_Task to carry out_
Below is a listing; copy all of it exactly.

_Provided information_
** start **
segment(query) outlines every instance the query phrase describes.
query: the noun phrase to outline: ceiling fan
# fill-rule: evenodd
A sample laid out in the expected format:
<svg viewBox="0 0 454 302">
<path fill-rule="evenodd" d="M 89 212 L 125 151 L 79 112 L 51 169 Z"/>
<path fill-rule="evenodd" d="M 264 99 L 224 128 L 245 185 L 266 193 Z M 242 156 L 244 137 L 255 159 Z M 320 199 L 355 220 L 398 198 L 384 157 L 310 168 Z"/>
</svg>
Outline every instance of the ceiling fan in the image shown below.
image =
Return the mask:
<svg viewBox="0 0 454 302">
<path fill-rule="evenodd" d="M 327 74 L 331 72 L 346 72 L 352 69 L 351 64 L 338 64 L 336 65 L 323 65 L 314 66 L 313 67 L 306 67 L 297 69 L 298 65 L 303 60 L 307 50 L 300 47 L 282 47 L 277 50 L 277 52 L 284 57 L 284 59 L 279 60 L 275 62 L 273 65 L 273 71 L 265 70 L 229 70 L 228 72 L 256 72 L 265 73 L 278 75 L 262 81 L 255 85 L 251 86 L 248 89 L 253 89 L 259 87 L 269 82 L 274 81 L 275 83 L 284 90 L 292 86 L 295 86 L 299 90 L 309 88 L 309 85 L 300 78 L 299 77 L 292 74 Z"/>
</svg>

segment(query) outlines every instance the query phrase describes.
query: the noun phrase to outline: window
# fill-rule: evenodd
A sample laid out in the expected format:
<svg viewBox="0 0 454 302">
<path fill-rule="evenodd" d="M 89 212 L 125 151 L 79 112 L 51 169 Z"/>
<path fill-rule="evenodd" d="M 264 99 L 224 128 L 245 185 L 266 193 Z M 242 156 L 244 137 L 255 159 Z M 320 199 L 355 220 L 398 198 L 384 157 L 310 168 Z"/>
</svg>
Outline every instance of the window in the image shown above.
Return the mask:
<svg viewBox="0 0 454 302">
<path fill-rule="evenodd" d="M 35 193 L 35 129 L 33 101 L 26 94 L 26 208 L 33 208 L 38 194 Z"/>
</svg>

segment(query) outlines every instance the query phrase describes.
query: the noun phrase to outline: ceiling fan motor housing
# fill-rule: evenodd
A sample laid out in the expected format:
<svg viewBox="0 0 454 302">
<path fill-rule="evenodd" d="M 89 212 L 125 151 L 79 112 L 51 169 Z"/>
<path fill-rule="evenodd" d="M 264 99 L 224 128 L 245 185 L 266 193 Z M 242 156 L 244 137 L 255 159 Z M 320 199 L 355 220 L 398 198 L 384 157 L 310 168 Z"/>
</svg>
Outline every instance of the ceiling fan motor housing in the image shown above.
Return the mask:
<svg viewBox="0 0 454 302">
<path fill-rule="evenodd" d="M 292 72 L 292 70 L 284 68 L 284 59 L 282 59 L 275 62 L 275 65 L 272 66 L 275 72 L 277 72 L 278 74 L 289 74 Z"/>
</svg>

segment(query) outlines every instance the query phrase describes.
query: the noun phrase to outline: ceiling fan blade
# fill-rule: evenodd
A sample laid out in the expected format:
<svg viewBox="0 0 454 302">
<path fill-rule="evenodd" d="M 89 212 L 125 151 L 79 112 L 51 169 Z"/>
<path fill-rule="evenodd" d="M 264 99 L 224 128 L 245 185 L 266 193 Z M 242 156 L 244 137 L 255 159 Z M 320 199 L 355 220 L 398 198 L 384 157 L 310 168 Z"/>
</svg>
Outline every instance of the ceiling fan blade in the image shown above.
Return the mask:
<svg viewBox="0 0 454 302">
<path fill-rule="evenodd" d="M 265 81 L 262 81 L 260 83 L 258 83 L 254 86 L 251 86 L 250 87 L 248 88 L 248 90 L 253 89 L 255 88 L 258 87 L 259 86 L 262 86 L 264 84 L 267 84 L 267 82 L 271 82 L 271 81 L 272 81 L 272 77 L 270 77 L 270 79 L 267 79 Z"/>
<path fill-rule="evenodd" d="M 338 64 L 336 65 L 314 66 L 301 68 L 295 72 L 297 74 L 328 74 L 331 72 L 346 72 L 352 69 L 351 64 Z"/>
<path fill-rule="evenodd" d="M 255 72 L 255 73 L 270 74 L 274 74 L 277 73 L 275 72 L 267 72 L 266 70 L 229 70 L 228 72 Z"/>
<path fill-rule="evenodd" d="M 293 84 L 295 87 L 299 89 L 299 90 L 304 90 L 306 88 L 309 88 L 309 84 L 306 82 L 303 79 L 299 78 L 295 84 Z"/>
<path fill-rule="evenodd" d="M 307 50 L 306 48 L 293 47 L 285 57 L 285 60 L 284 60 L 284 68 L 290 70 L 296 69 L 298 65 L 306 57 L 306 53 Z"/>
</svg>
** end **
_Correct output_
segment(query) outlines every instance the query phrase describes.
query: the noun phrase to outline: ceiling fan
# fill-rule: evenodd
A sample laid out in the expected format:
<svg viewBox="0 0 454 302">
<path fill-rule="evenodd" d="M 89 212 L 125 151 L 79 112 L 51 169 Z"/>
<path fill-rule="evenodd" d="M 264 99 L 224 128 L 245 185 L 266 193 Z M 242 156 L 244 137 L 255 159 Z M 320 199 L 355 220 L 398 198 L 384 157 L 310 168 Z"/>
</svg>
Outline every instance of the ceiling fan in the image shown below.
image =
Return the mask:
<svg viewBox="0 0 454 302">
<path fill-rule="evenodd" d="M 327 74 L 331 72 L 346 72 L 352 69 L 351 64 L 338 64 L 336 65 L 323 65 L 314 66 L 313 67 L 306 67 L 297 69 L 298 65 L 303 60 L 307 50 L 300 47 L 282 47 L 277 50 L 277 52 L 284 57 L 284 59 L 279 60 L 275 62 L 273 65 L 273 71 L 265 70 L 229 70 L 228 72 L 256 72 L 265 73 L 278 75 L 262 81 L 255 85 L 251 86 L 248 89 L 253 89 L 259 87 L 269 82 L 274 81 L 275 83 L 284 90 L 292 86 L 295 86 L 299 90 L 309 88 L 309 85 L 300 78 L 299 77 L 292 74 Z"/>
</svg>

segment(query) outlines every instance the query phrase describes.
query: the noun phrase to outline: window
# fill-rule: evenodd
A sample laid out in the expected format:
<svg viewBox="0 0 454 302">
<path fill-rule="evenodd" d="M 89 212 L 125 151 L 79 112 L 51 169 Z"/>
<path fill-rule="evenodd" d="M 264 99 L 224 128 L 245 185 L 266 193 Z M 242 156 L 244 137 L 255 159 Z M 320 199 L 355 220 L 398 198 L 384 157 L 310 168 Z"/>
</svg>
Outline every instance of the window in the image shown above.
Return the mask:
<svg viewBox="0 0 454 302">
<path fill-rule="evenodd" d="M 35 193 L 35 129 L 33 101 L 26 94 L 26 208 L 33 208 L 38 194 Z"/>
</svg>

segment(query) outlines every instance the query phrase describes.
query: the noun phrase to outline: ceiling fan motor housing
# fill-rule: evenodd
A sample laid out in the expected format:
<svg viewBox="0 0 454 302">
<path fill-rule="evenodd" d="M 89 212 L 125 151 L 79 112 L 51 169 Z"/>
<path fill-rule="evenodd" d="M 264 99 L 224 128 L 245 185 L 266 193 Z M 242 156 L 244 137 L 255 159 Z M 320 199 L 355 220 L 398 198 L 384 157 L 310 168 Z"/>
</svg>
Outline every instance of the ceiling fan motor housing in the image shown above.
Return the mask:
<svg viewBox="0 0 454 302">
<path fill-rule="evenodd" d="M 292 72 L 292 70 L 284 68 L 284 59 L 282 59 L 275 62 L 275 65 L 272 66 L 275 72 L 277 72 L 278 74 L 289 74 Z"/>
</svg>

segment(query) outlines every instance the query phrase describes.
query: the noun phrase to outline: ceiling fan blade
# fill-rule: evenodd
A sample laid out in the expected format:
<svg viewBox="0 0 454 302">
<path fill-rule="evenodd" d="M 89 212 L 125 151 L 79 112 L 51 169 Z"/>
<path fill-rule="evenodd" d="M 264 99 L 224 128 L 245 185 L 266 193 Z M 242 156 L 244 137 L 255 159 Z M 320 199 L 355 220 L 398 198 L 384 157 L 310 168 Z"/>
</svg>
Outline every instance of the ceiling fan blade in the image shown above.
Return the mask:
<svg viewBox="0 0 454 302">
<path fill-rule="evenodd" d="M 265 81 L 262 81 L 260 83 L 258 83 L 254 86 L 251 86 L 250 87 L 248 88 L 248 90 L 253 89 L 255 88 L 258 87 L 259 86 L 262 86 L 264 84 L 267 84 L 267 82 L 271 82 L 271 81 L 272 81 L 272 77 L 270 77 L 270 79 L 267 79 Z"/>
<path fill-rule="evenodd" d="M 338 64 L 336 65 L 314 66 L 301 68 L 295 72 L 297 74 L 328 74 L 331 72 L 346 72 L 352 69 L 351 64 Z"/>
<path fill-rule="evenodd" d="M 255 72 L 255 73 L 270 74 L 274 74 L 277 73 L 275 72 L 267 72 L 266 70 L 229 70 L 228 72 Z"/>
<path fill-rule="evenodd" d="M 293 84 L 295 87 L 299 89 L 299 90 L 304 90 L 306 88 L 309 88 L 309 84 L 306 82 L 303 79 L 299 78 L 295 84 Z"/>
<path fill-rule="evenodd" d="M 307 50 L 306 48 L 293 47 L 285 57 L 285 60 L 284 60 L 284 68 L 290 70 L 296 69 L 298 65 L 306 57 L 306 53 Z"/>
</svg>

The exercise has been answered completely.